[Data for the task]:
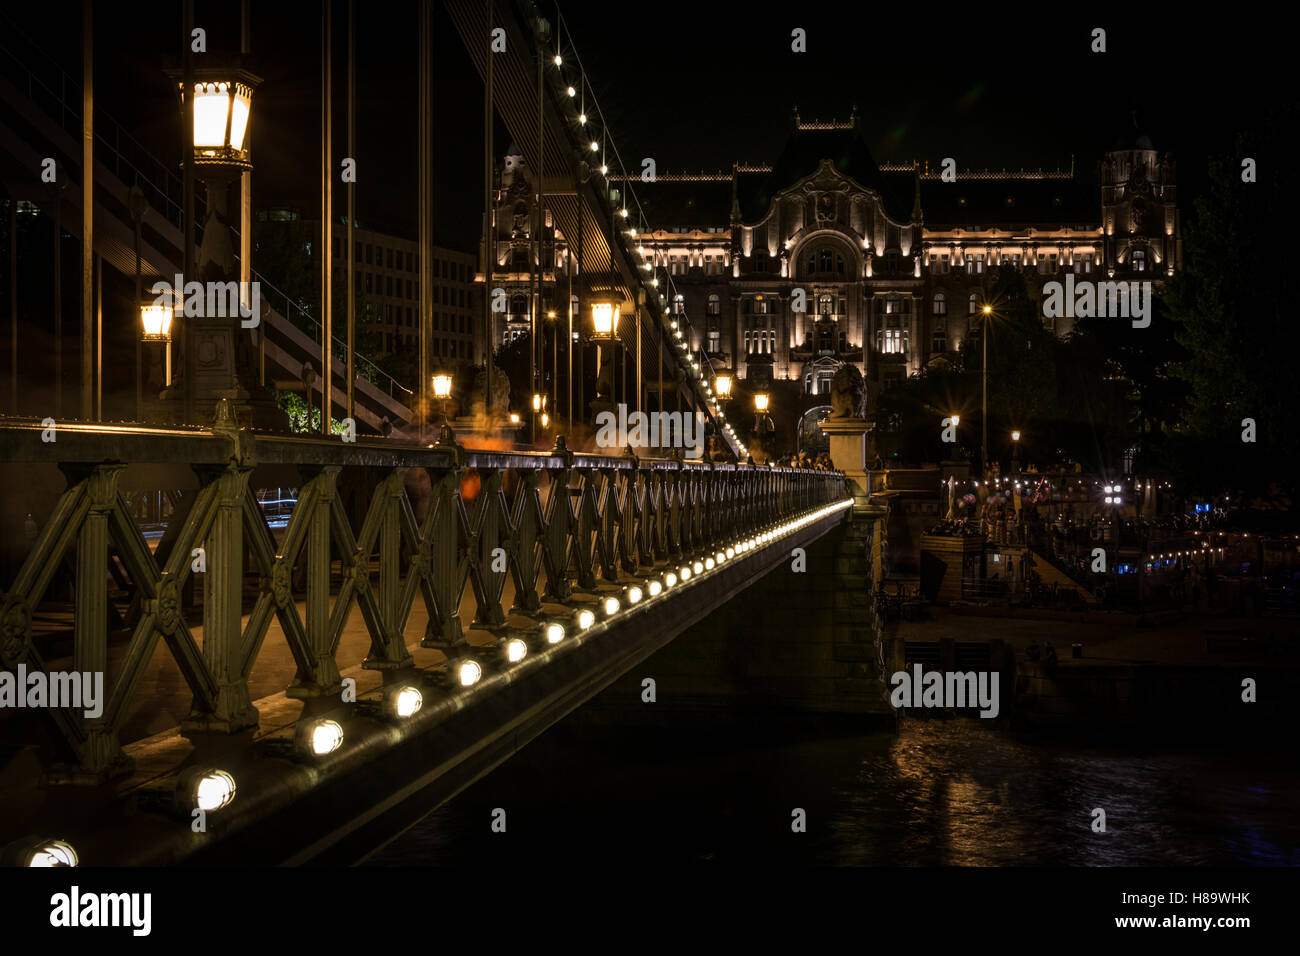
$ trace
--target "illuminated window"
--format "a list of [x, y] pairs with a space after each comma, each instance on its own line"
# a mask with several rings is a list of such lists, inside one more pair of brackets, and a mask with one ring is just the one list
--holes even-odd
[[934, 314], [935, 315], [948, 314], [948, 298], [942, 292], [936, 292], [934, 294]]

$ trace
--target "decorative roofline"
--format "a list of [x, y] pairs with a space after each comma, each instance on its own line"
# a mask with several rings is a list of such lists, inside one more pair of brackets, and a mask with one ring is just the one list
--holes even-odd
[[[928, 162], [921, 163], [880, 163], [882, 173], [910, 173], [920, 168], [920, 177], [922, 179], [940, 179], [942, 173], [932, 172]], [[1002, 170], [998, 172], [995, 169], [968, 169], [964, 172], [957, 172], [958, 179], [1073, 179], [1072, 171], [1055, 169], [1021, 169], [1015, 172]]]
[[854, 125], [852, 121], [846, 123], [838, 120], [810, 120], [808, 122], [800, 120], [795, 129], [853, 129]]
[[[770, 173], [771, 166], [758, 166], [750, 163], [741, 163], [736, 166], [738, 173]], [[639, 181], [640, 176], [635, 173], [627, 176], [611, 176], [611, 180], [633, 180]], [[723, 183], [731, 179], [731, 173], [656, 173], [654, 181], [657, 183]]]

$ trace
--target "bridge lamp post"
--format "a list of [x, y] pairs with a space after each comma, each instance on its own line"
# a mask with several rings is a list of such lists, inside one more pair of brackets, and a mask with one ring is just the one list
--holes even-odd
[[[193, 263], [196, 274], [185, 276], [184, 281], [205, 277], [226, 281], [239, 278], [228, 224], [227, 192], [232, 182], [253, 168], [248, 129], [253, 90], [261, 83], [261, 77], [244, 69], [239, 57], [209, 53], [200, 59], [205, 65], [196, 65], [192, 70], [193, 90], [186, 88], [184, 70], [167, 71], [176, 83], [182, 117], [186, 113], [186, 98], [192, 97], [189, 105], [194, 116], [193, 126], [185, 132], [188, 148], [193, 150], [195, 172], [208, 187], [203, 243], [197, 261]], [[194, 228], [193, 223], [185, 226], [191, 231]], [[188, 241], [187, 237], [187, 244]], [[328, 256], [329, 250], [324, 250], [324, 254]], [[190, 414], [200, 405], [210, 409], [210, 403], [230, 389], [241, 374], [246, 380], [251, 380], [255, 370], [243, 367], [244, 362], [237, 359], [237, 356], [252, 355], [251, 350], [235, 348], [235, 336], [243, 331], [235, 324], [238, 321], [238, 316], [202, 315], [187, 323], [183, 338], [182, 378]], [[200, 349], [204, 354], [217, 356], [217, 361], [202, 371], [197, 363]], [[248, 396], [240, 397], [247, 399]]]
[[1011, 433], [1011, 473], [1020, 474], [1020, 430]]
[[754, 393], [754, 434], [760, 439], [776, 431], [776, 425], [767, 414], [770, 403], [771, 398], [767, 392]]
[[[591, 301], [592, 339], [596, 342], [596, 380], [600, 380], [600, 367], [613, 361], [613, 356], [606, 356], [607, 349], [614, 349], [618, 343], [618, 318], [623, 308], [623, 300], [613, 296], [601, 296]], [[614, 366], [610, 366], [611, 369]], [[610, 398], [613, 398], [613, 378], [610, 379]]]
[[442, 407], [442, 420], [447, 421], [447, 399], [451, 397], [452, 378], [446, 372], [439, 372], [433, 377], [433, 396]]
[[150, 301], [140, 306], [140, 341], [163, 344], [163, 385], [167, 388], [172, 384], [172, 318], [175, 314], [174, 305], [156, 305]]
[[549, 428], [551, 426], [551, 416], [550, 413], [546, 411], [546, 399], [547, 396], [544, 393], [533, 392], [533, 423], [534, 423], [533, 439], [534, 440], [536, 440], [537, 438], [537, 428], [536, 428], [537, 425], [540, 424], [543, 429]]

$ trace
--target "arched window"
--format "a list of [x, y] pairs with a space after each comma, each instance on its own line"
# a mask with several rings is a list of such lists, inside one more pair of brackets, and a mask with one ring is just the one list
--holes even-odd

[Assignment]:
Write out the records above exactly as they stand, leaving out every picture.

[Solution for this exercise]:
$ trace
--target "illuminated window"
--format "a list of [x, y] pairs with a space after each comma, each instance on its own line"
# a mask with several rings is a list of such lists, inside one more pair of brackets, and a mask with one ring is just the one list
--holes even-odd
[[934, 314], [935, 315], [948, 314], [948, 298], [942, 292], [936, 292], [934, 294]]

$ trace
--target "decorative roofline"
--format "a list of [x, y] pairs with a space after each comma, each instance on its own line"
# a mask with several rings is a list of such lists, inside one more pair of brackets, and a mask with one ring is just the one list
--holes even-odd
[[[928, 162], [921, 163], [880, 163], [882, 173], [910, 173], [920, 168], [920, 177], [922, 179], [940, 179], [942, 173], [932, 172]], [[1002, 170], [998, 172], [995, 169], [968, 169], [964, 172], [957, 172], [958, 179], [1073, 179], [1072, 171], [1055, 169], [1021, 169], [1015, 172]]]
[[854, 125], [852, 121], [846, 123], [838, 120], [810, 120], [808, 122], [800, 120], [795, 129], [853, 129]]
[[[770, 173], [771, 166], [758, 166], [750, 163], [741, 163], [736, 166], [738, 173]], [[639, 181], [640, 176], [635, 173], [627, 176], [611, 176], [611, 180], [633, 180]], [[723, 183], [731, 179], [731, 173], [656, 173], [654, 181], [657, 183]]]

$ trace
--target "bridge lamp post"
--format "a list of [x, y] pairs with a space after each comma, each instance on its own line"
# a mask with several rings is a list of such lists, inside one more pair of brackets, and a mask with one ring is just the one list
--holes even-odd
[[[193, 263], [196, 274], [185, 276], [184, 281], [205, 277], [226, 281], [239, 278], [228, 224], [227, 192], [232, 182], [253, 168], [248, 129], [253, 90], [261, 83], [261, 77], [244, 69], [239, 57], [209, 53], [200, 59], [205, 65], [196, 65], [192, 70], [193, 90], [186, 88], [184, 70], [167, 71], [176, 83], [182, 117], [186, 113], [186, 98], [192, 97], [189, 105], [194, 116], [193, 126], [185, 132], [188, 148], [193, 150], [195, 172], [208, 187], [203, 243], [197, 261]], [[194, 228], [193, 223], [185, 226], [191, 231]], [[188, 241], [187, 237], [187, 244]], [[328, 256], [329, 250], [324, 250], [324, 254]], [[190, 414], [200, 405], [210, 409], [210, 403], [230, 389], [241, 374], [246, 380], [251, 380], [255, 370], [243, 367], [244, 362], [237, 359], [237, 356], [252, 355], [251, 350], [235, 348], [235, 336], [243, 331], [235, 324], [238, 321], [238, 316], [202, 315], [187, 323], [183, 338], [182, 378]], [[200, 349], [204, 354], [217, 356], [217, 361], [202, 371], [197, 363]], [[248, 396], [240, 397], [247, 399]]]
[[1011, 433], [1011, 473], [1020, 474], [1020, 430]]
[[754, 393], [754, 434], [760, 439], [776, 431], [776, 425], [767, 414], [770, 403], [771, 398], [767, 392]]
[[[591, 301], [592, 339], [596, 342], [596, 380], [600, 380], [600, 367], [613, 361], [613, 356], [606, 356], [607, 349], [614, 349], [618, 343], [618, 318], [623, 308], [623, 300], [613, 296], [601, 296]], [[614, 366], [610, 366], [611, 369]], [[610, 398], [613, 398], [613, 378], [610, 379]]]
[[442, 407], [442, 420], [447, 421], [447, 399], [451, 397], [452, 378], [446, 372], [439, 372], [433, 377], [433, 396]]
[[150, 301], [140, 306], [140, 341], [163, 344], [163, 385], [167, 388], [172, 384], [172, 318], [175, 314], [174, 305], [156, 305]]
[[549, 428], [551, 426], [551, 416], [550, 413], [546, 411], [546, 399], [547, 396], [544, 393], [533, 392], [533, 423], [534, 423], [533, 439], [534, 440], [536, 440], [537, 438], [537, 428], [536, 428], [537, 425], [540, 424], [543, 429]]

$ trace
--target "arched window"
--format "a list of [x, y] pairs with a space after each comma, each instance on its own line"
# a mask with several rings is a list of such lists, inside one more pair of brackets, and a mask with one ring is just the one list
--holes even-odd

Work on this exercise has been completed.